* [Problem details]
Look below for the line containing "canopy on this photo.", then write out that line and every line after it to the end, exactly, minus the pictures.
Source records START
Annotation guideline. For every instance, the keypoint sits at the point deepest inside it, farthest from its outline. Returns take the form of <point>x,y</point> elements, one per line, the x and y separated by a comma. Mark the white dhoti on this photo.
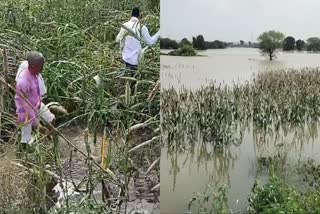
<point>26,130</point>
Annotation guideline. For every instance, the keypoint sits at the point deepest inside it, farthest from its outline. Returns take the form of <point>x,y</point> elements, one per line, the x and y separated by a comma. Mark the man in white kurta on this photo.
<point>131,45</point>
<point>45,113</point>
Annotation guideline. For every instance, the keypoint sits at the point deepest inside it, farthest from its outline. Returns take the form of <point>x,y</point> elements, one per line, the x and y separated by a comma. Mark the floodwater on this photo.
<point>227,65</point>
<point>185,173</point>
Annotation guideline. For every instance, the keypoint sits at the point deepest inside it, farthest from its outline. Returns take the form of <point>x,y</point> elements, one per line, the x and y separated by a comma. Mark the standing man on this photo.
<point>129,44</point>
<point>30,88</point>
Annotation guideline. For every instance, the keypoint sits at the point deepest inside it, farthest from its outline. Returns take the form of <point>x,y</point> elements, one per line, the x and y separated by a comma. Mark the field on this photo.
<point>106,139</point>
<point>277,111</point>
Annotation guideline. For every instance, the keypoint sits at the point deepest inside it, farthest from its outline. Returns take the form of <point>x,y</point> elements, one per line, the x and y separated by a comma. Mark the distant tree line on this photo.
<point>272,40</point>
<point>197,43</point>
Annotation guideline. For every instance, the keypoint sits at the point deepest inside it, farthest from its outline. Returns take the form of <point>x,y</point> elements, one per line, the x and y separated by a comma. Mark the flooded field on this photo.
<point>226,65</point>
<point>232,134</point>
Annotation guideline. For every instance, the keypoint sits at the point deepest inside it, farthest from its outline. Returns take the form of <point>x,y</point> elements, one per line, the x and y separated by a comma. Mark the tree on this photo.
<point>184,42</point>
<point>167,43</point>
<point>299,44</point>
<point>199,43</point>
<point>289,43</point>
<point>270,41</point>
<point>313,44</point>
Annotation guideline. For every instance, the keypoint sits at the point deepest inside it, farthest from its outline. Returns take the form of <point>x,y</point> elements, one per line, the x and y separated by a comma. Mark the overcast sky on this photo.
<point>232,20</point>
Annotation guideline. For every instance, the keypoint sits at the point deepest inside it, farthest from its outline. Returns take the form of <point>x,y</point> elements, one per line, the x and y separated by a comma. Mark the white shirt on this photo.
<point>131,46</point>
<point>42,87</point>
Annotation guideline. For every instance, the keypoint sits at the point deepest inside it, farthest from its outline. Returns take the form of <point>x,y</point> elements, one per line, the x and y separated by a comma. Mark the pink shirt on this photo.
<point>27,85</point>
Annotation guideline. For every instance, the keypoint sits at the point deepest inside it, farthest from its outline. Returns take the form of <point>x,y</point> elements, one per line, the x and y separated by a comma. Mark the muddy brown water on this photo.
<point>146,200</point>
<point>183,174</point>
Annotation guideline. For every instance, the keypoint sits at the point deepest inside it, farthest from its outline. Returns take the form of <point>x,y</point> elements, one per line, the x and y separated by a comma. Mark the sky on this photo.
<point>234,20</point>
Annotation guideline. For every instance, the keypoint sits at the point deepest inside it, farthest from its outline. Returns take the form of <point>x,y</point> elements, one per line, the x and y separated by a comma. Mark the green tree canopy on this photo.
<point>300,44</point>
<point>167,43</point>
<point>184,42</point>
<point>313,44</point>
<point>289,43</point>
<point>270,41</point>
<point>199,43</point>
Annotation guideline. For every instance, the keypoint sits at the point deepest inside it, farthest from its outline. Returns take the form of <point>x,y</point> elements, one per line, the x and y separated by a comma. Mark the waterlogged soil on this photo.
<point>144,200</point>
<point>187,172</point>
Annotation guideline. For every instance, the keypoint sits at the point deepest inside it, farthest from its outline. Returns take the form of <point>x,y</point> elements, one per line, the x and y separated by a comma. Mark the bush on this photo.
<point>185,50</point>
<point>279,197</point>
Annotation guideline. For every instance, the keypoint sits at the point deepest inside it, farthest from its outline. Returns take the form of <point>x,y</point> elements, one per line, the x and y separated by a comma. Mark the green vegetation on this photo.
<point>167,43</point>
<point>313,44</point>
<point>197,43</point>
<point>289,43</point>
<point>274,100</point>
<point>277,196</point>
<point>77,40</point>
<point>300,44</point>
<point>185,50</point>
<point>269,42</point>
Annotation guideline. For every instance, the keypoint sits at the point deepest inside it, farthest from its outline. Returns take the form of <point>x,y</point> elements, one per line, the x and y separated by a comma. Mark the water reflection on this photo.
<point>199,164</point>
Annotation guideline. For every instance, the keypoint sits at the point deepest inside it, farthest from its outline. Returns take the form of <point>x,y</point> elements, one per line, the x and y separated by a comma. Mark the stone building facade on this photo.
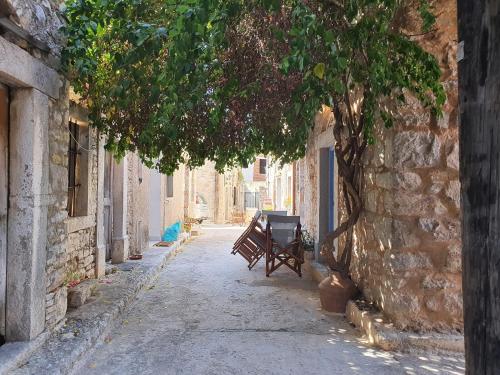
Source records END
* [Task response]
Annotation guideline. For every instance, the keypoint sits at the point deepest inside it, farthest from its outline. Returns take the form of <point>x,y</point> elements, one per line, the x and y separated by a comma. Mark the green tree canopy on this photo.
<point>300,44</point>
<point>167,43</point>
<point>184,42</point>
<point>313,44</point>
<point>289,43</point>
<point>270,41</point>
<point>199,43</point>
Annotation guideline. For every instance, the keypoint sits at the point deepest inside it, farthest from its outline. Returns take the form of <point>x,y</point> elements, one per line, the x and y separated by a comma. Mark the waterlogged soil on this photo.
<point>144,200</point>
<point>187,172</point>
Annotation guideline. For every instance, the keypoint sits at the point deepest inside it, farthest from its outline. Returns take the form of <point>x,y</point> elements, one per line, the x and y separated by a comma. Mark the bush on this photo.
<point>185,50</point>
<point>279,197</point>
Annotation guideline. For every instance, the keypoint sits at the point deepest inside it, farthest from its outline. Returns take the form of <point>x,y</point> elements, one per line, the x and y separated by a comma. Mark the green vegetation on this photo.
<point>167,43</point>
<point>313,44</point>
<point>197,43</point>
<point>289,43</point>
<point>274,100</point>
<point>277,196</point>
<point>77,40</point>
<point>300,44</point>
<point>185,50</point>
<point>269,42</point>
Annotation guideline. For every instance, the keypoint sits at the point deepest inside it, farthest from its outline. Returns take the form of <point>x,y</point> elements, one per line, the x and y separated by a comma. Mark the water reflection on this photo.
<point>199,164</point>
Annotation guideline. For every instance, the keypoint sits at the point deepest inside it, farthest from its outline. Returns take the form of <point>x,y</point> elements, one per line, the x and y separated by a comma. Mark the stone building facade on this photo.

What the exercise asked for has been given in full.